#### Extrait du document
Cet article est écrit par Holmes Chan a été initialement publié [1] par Hong Kong Free Press le 31 mars 2019. Cette version révisée est publiée sur Global Voices dans le cadre d'un accord de partage de contenu.

Des milliers de manifestants hongkongais ont marché le 31 mars 2019 contre la modification imminente des lois sur l'extradition, permettant à la Chine de rapatrier des “fugitifs” de Hong Kong. Les protestataires s'inquiètent que la loi soit utilisée abusivement et rende possible l'extradition de dissidents politiques vers le territoire chinois.

Les organisateurs provenant des groupes pro-démocratiques et le Front des droits humains civils ont annoncé une participation de 12.000 manifestants à la marche partie du complexe sportif Southorn Playground dans le quartier de Wan Chai pour rallier le siège du gouvernement à Admiralty. La police admet quant à elle un maximum de 5.200 manifestants. Ce rassemblement aura été l'une des plus grandes manifestations de l'année.

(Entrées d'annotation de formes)
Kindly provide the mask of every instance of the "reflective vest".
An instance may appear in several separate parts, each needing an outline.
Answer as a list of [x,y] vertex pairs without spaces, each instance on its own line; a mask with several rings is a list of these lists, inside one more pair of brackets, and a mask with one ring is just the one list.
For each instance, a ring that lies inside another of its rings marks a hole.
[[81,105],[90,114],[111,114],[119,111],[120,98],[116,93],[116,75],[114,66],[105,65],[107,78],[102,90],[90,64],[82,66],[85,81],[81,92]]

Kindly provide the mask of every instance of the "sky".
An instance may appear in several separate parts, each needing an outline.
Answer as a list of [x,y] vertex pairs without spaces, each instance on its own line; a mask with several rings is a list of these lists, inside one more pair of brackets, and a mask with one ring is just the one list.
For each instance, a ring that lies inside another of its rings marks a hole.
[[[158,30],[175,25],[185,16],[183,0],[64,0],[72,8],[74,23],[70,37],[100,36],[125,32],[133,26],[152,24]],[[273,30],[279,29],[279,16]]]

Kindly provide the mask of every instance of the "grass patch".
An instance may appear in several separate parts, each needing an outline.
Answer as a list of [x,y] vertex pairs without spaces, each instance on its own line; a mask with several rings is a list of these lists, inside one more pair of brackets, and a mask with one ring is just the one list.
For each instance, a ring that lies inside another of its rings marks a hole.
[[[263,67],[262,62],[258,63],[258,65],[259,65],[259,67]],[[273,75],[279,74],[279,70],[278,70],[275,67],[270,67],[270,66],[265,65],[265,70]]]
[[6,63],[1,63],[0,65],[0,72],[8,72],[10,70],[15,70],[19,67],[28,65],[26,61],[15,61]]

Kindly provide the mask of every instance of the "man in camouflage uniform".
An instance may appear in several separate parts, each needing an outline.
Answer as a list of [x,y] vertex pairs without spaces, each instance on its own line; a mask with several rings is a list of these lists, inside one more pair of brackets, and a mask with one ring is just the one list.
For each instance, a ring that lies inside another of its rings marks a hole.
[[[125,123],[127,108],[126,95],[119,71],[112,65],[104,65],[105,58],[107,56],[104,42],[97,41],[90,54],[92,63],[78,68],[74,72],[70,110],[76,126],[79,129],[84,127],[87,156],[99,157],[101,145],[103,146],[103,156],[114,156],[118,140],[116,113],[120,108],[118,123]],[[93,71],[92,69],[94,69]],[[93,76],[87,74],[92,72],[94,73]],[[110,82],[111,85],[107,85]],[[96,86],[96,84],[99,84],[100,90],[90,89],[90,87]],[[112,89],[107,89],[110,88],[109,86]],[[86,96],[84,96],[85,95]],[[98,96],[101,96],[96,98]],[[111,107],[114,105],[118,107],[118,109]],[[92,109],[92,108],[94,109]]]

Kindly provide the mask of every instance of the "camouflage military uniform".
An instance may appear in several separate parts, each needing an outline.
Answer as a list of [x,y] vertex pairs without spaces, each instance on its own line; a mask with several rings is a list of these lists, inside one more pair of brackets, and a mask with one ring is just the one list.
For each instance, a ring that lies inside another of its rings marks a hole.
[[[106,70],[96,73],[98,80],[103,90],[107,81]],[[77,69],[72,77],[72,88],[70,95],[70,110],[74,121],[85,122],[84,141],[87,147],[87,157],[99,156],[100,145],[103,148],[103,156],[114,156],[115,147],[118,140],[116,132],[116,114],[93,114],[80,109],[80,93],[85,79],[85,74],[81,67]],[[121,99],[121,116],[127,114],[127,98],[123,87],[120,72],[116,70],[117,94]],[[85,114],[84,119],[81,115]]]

#### Consigne
Poursuivez l'extrait consacré à la marche hongkongaise contre la réforme de l'extradition, en reprenant juste après sa dernière phrase.

#### Réponse
Les organisateurs réclament une suspension de l'amendement à l'examen et font le serment de recommencer la manifestation la semaine prochaine dans le cas où le gouvernement passerait la loi de force.

Hong Kong a par le passé signé des accords bilatéraux d'extraditions avec des juridictions spécifiques. Or le mois dernier, le gouvernement a proposé un système au cas par cas qui autorisera la ville à traiter des demandes d'extraditions provenant de juridictions sans accord préexistant – notamment avec la Chine et Taïwan.

“Avec l'extradition vers le continent, Hong Kong devient une sombre prison” scandaient les manifestants sous la pluie fine. “Arrêtez cette loi maléfique”.

Les ressortissants étrangers travaillant ou se rendent dans la ville seront touchés

La députée Claudia Mo, qui représente le camp pro-démocratie, assure que la modification de la loi aura des conséquences désastreuses non seulement pour les habitants de Hong Kong, mais aussi pour les ressortissants étrangers qui travaillent et se rendent dans la ville.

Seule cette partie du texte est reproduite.